REQUIREMENTS —
The exercise asks for every line of the data to be reproduced exactly.
____ INPUT DATA
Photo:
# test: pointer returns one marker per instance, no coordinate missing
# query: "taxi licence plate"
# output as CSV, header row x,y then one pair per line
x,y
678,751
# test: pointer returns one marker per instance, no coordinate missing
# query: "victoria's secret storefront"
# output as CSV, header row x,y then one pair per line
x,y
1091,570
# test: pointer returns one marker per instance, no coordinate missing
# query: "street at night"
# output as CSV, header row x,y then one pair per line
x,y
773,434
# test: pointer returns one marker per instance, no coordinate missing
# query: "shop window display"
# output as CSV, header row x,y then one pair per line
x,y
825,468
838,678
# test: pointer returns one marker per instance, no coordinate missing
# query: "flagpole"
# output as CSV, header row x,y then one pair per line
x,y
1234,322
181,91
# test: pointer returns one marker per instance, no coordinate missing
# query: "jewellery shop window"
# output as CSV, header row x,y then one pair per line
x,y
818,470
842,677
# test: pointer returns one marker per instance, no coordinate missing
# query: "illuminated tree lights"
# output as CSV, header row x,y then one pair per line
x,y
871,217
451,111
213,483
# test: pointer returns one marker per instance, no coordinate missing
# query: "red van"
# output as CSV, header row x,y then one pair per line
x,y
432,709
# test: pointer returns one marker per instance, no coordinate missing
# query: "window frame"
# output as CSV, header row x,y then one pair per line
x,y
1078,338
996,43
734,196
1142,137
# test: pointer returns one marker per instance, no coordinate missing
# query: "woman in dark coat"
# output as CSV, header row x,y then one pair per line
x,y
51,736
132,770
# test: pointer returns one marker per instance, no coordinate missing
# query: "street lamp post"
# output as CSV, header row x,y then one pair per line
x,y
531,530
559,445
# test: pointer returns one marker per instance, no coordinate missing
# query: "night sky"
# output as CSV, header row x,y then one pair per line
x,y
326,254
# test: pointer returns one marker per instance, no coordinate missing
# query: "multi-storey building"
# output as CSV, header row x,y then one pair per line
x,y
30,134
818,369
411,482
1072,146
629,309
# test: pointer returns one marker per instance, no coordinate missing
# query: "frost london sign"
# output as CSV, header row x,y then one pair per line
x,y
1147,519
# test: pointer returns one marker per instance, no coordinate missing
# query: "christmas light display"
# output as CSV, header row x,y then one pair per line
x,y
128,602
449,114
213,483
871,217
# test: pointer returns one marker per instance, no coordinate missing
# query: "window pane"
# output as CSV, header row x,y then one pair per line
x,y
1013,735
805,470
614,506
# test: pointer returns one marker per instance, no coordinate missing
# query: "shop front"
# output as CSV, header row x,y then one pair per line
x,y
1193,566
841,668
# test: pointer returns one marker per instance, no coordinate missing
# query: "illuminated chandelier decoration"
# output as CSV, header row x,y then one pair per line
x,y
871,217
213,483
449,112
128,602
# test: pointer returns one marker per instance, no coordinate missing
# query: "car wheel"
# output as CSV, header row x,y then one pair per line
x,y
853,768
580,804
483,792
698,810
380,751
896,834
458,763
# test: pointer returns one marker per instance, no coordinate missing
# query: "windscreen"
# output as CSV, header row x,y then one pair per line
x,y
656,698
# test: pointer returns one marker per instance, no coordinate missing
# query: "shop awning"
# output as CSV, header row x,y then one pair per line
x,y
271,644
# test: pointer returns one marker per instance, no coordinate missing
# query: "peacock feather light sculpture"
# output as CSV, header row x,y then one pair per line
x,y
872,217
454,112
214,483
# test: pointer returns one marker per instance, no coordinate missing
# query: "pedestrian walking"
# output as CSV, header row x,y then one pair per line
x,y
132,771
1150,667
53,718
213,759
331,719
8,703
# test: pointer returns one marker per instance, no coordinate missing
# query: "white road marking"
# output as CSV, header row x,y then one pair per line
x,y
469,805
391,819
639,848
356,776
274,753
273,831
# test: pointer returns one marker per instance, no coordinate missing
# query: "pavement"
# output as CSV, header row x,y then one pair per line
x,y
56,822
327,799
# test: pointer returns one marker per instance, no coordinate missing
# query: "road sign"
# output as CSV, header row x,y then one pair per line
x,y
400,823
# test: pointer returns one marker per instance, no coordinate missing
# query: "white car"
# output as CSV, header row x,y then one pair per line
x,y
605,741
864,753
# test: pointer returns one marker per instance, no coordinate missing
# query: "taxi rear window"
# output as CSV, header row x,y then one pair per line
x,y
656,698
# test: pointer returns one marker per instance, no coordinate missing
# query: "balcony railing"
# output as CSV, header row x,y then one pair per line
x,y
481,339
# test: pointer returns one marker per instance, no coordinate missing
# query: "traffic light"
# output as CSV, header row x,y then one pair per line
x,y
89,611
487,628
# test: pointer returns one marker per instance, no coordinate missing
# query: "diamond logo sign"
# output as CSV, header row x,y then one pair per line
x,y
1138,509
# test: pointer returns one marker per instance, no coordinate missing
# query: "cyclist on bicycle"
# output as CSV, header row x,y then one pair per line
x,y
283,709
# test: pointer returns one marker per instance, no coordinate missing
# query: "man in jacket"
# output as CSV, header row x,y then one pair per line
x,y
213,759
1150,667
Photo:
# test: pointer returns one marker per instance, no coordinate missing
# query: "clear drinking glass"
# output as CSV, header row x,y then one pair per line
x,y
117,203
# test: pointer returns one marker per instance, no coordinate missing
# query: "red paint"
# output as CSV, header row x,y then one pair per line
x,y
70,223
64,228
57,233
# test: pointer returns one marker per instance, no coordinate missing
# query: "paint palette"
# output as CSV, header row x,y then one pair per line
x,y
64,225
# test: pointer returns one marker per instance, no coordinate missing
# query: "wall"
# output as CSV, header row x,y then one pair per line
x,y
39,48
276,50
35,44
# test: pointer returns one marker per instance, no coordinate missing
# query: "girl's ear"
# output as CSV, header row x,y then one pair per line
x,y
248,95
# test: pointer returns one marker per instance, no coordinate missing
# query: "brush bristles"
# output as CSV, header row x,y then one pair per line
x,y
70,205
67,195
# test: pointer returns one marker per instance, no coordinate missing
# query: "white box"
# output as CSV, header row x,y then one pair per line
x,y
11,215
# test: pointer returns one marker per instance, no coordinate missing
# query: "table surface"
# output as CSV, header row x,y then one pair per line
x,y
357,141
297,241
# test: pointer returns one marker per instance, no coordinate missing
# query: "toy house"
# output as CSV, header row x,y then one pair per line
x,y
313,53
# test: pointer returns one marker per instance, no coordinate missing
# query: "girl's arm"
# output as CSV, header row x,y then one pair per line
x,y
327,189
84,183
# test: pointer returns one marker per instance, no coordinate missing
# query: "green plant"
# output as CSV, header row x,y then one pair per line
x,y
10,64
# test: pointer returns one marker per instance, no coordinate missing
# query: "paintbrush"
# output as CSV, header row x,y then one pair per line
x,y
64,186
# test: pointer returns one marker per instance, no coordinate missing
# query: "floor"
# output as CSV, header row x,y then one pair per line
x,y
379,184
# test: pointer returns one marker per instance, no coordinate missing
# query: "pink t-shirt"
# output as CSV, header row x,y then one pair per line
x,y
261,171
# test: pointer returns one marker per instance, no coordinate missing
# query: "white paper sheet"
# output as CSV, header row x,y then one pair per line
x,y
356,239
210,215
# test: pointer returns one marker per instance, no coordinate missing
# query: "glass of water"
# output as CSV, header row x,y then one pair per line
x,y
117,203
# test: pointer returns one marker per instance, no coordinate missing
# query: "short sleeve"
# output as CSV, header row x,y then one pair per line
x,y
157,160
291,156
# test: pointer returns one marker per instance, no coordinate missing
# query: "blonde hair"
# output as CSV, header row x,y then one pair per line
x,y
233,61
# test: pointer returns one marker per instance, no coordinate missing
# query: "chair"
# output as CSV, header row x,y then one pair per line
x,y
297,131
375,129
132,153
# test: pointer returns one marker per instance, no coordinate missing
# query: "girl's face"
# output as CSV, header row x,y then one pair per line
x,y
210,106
________
OUTPUT OF THE EXERCISE —
Photo:
# test: pointer returns one marker per instance, no coordinate missing
# query: "taxi licence plate"
# output as CSV, header row x,y then one pair per line
x,y
678,751
# test: pointer returns one marker per instance, no coordinate missing
# query: "victoria's secret storefront"
# output as CSV, header row x,y then one pair per line
x,y
1091,570
# test: pointer returns one marker per instance, no coordinate missing
# query: "street at night"
# output as CSV, header row x,y then one pair per line
x,y
773,434
# test: pointer returns one marker per instance, no coordinate missing
# query: "shop window display"
# output as CSV, header row x,y then one pair per line
x,y
825,468
838,678
# test: pointer returns one marker per instance, no coordinate missing
# query: "flagpole"
# output as CSV, header row x,y then one pair per line
x,y
1234,322
181,91
# test: pointer returns one marker per instance, no coordinate missing
# query: "jewellery shop window"
# output as CSV, header row x,y then one pair per line
x,y
818,470
842,677
# test: pointer returns one marker per instance, no coordinate missing
# query: "illuminated tree lights"
# output as CSV, header row x,y then one pair per line
x,y
871,217
451,111
213,483
# test: pointer returns one marker per instance, no coordinate missing
# query: "red van"
# output as CSV, header row x,y then one pair per line
x,y
432,709
# test: pointer returns one marker per instance, no coordinate missing
# query: "window frame"
# output as CSV, header row x,y then one pair per line
x,y
1078,338
996,43
734,196
1142,137
# test: pointer returns one marker per instance, no coordinate missing
# query: "woman in dark coat"
# output as CSV, header row x,y then one pair per line
x,y
51,736
132,770
# test: pointer returns one marker per instance, no coordinate missing
# query: "street lamp post"
# output as CSV, header row x,y then one pair per line
x,y
531,530
559,445
# test: pointer returns one marker per instance, no coordinate missing
# query: "night sky"
# output as CSV, header row x,y then one pair per line
x,y
326,254
# test: pointer returns one marker per instance, no coordinate missing
# query: "multi-storey building"
# output as CSV, header row x,y then one pair per line
x,y
30,134
818,369
411,482
1072,146
629,309
# test: pointer returns one marker per instance, no coordinate missing
# query: "frost london sign"
# output as CSV, header row x,y then one pair per line
x,y
1147,519
# test: pointer returns one marker per instance, no coordinate missing
# query: "christmas light display"
# output as CSV, header row x,y then one pair per line
x,y
128,602
449,114
213,483
871,217
# test: pointer returns one marker per instance, no coordinate missing
# query: "window pane"
# output as CSV, header row x,y then one pair per line
x,y
1013,735
805,470
614,506
# test: pointer returns one marker per instance, no coordinate missing
# query: "shop front"
# output as CSV, header row x,y then one pair per line
x,y
1193,566
841,668
# test: pointer returns one marker per instance, no coordinate missing
# query: "illuminated chandelier decoration"
# output as CSV, header row x,y then one pair per line
x,y
871,217
213,483
449,112
128,602
# test: pointer returns one marker per instance, no coordinate missing
# query: "car wheel"
# output as CSV, header row x,y then one pair per line
x,y
853,768
580,804
483,792
698,810
380,751
896,834
458,763
# test: pointer returns one marker per instance, no coordinate missing
# query: "windscreen"
# output as CSV, header row x,y then one pair per line
x,y
656,698
# test: pointer returns one marker per instance, no coordinate missing
# query: "shop awning"
# output as CSV, header row x,y then one pair per line
x,y
271,644
# test: pointer returns one marker per instance, no coordinate missing
# query: "peacock feather light sculpture"
# output as CSV, header row x,y then one pair per line
x,y
872,217
454,112
214,483
# test: pointer returns one marker per instance, no coordinate missing
# query: "pedestrian walking"
# output as CSV, header row x,y then one pair per line
x,y
132,771
1150,667
53,718
213,759
331,719
8,703
# test: pointer returns one marker per instance, no coordinate missing
# query: "white road marking"
# output as CSV, header row x,y then one pair per line
x,y
469,805
391,819
639,848
356,776
274,753
273,831
# test: pointer returns one marker per instance, no coordinate missing
# query: "pavement"
# output as CSV, header row x,y then one pair per line
x,y
56,822
327,799
# test: pointer returns one marker per instance, no coordinate missing
# query: "road sign"
# output as CSV, header row x,y then one pair per line
x,y
400,823
# test: pointer returns one marker per instance, no coordinate missing
# query: "white car"
# output as CSV, header row x,y then one pair per line
x,y
605,741
864,753
# test: pointer returns one marker per instance, no coordinate missing
# query: "taxi rear window"
# output as CSV, header row x,y then one pair per line
x,y
656,698
# test: pointer returns one marker per instance, no coordinate missing
# query: "balcony railing"
# output as CSV, header row x,y then one pair per line
x,y
481,339
# test: pointer returns one marker per instance, no coordinate missing
# query: "traffic light"
# output as CSV, header row x,y then one pair per line
x,y
89,611
487,628
# test: pointer returns one marker per instance, no coordinate missing
# query: "diamond logo sign"
# output as CSV, header row x,y then one pair per line
x,y
1138,509
# test: pointer returns one marker per instance, no coordinate missing
# query: "cyclist on bicycle"
# output as CSV, header row x,y then one pair per line
x,y
283,709
# test: pointer returns one marker per instance, no coordinate missing
# query: "man in jacket"
# output as CSV, header row x,y then one pair per line
x,y
213,759
1150,667
Photo:
# test: pointer returns one marker per instance, no coordinate missing
# query: "clear drinking glass"
# output as CSV, header row x,y then one pair per line
x,y
117,203
# test: pointer returns one marker per instance, no coordinate missing
# query: "red paint"
# output as CSV, header row x,y then one pair per line
x,y
70,223
64,228
57,233
# test: pointer returns one marker per instance, no coordinate missing
# query: "paint palette"
# output as CSV, header row x,y then one pair per line
x,y
64,225
# test: pointer returns one marker per instance, no coordinate missing
# query: "wall"
# output as CSV, header row x,y then one pair per line
x,y
39,48
276,50
35,44
# test: pointer returns one marker per instance, no coordinate missing
# query: "girl's ear"
# output as CSV, header row x,y then one pair per line
x,y
248,95
# test: pointer returns one marker per instance, no coordinate missing
# query: "brush bristles"
# output as CSV, header row x,y then one pair per line
x,y
70,205
67,195
# test: pointer returns one marker per instance, no coordinate missing
# query: "white box"
# output as CSV, header row x,y then one pair per line
x,y
11,215
# test: pointer returns one marker per instance, no coordinate missing
# query: "table surface"
# output as CSV, header row x,y then one pair per line
x,y
357,141
297,241
# test: pointer returns one marker per instance, no coordinate missing
# query: "toy house"
# output as CSV, header row x,y then one pair per line
x,y
313,53
# test: pointer returns one marker per instance, no coordinate missing
# query: "girl's arm"
# output as CSV, header row x,y then one pair per line
x,y
327,189
84,183
# test: pointer returns one marker per instance, no coordinate missing
# query: "green plant"
# output as CSV, header row x,y then one pair per line
x,y
10,64
# test: pointer returns one marker per instance, no coordinate missing
# query: "paintbrush"
# output as CSV, header row x,y then one pair per line
x,y
64,186
# test: pointer returns one marker per instance, no coordinate missing
# query: "floor"
# output as CSV, header row x,y then one pair per line
x,y
379,184
# test: pointer returns one marker per instance, no coordinate missing
# query: "pink t-shirt"
# output as CSV, header row x,y then one pair per line
x,y
261,171
# test: pointer returns one marker per instance, no coordinate missing
# query: "white paper sheet"
# output as CSV, header row x,y then one pair per line
x,y
356,239
210,215
# test: pointer returns one marker per instance, no coordinate missing
# query: "glass of water"
# output as CSV, header row x,y then one pair per line
x,y
117,203
# test: pointer returns one marker per instance, no coordinate missing
# query: "short sleeve"
# output as CSV, header row x,y then one pair per line
x,y
157,160
291,156
# test: pointer returns one marker per instance, no coordinate missing
# query: "blonde hair"
# output as CSV, header row x,y then one pair per line
x,y
233,61
# test: pointer returns one marker per instance, no coordinate missing
# query: "chair"
# output as CSV, header row x,y then one pair per line
x,y
297,131
375,129
132,153
# test: pointer returns one marker per instance, no coordinate missing
# query: "girl's face"
# output as CSV, header row x,y then one pair per line
x,y
210,106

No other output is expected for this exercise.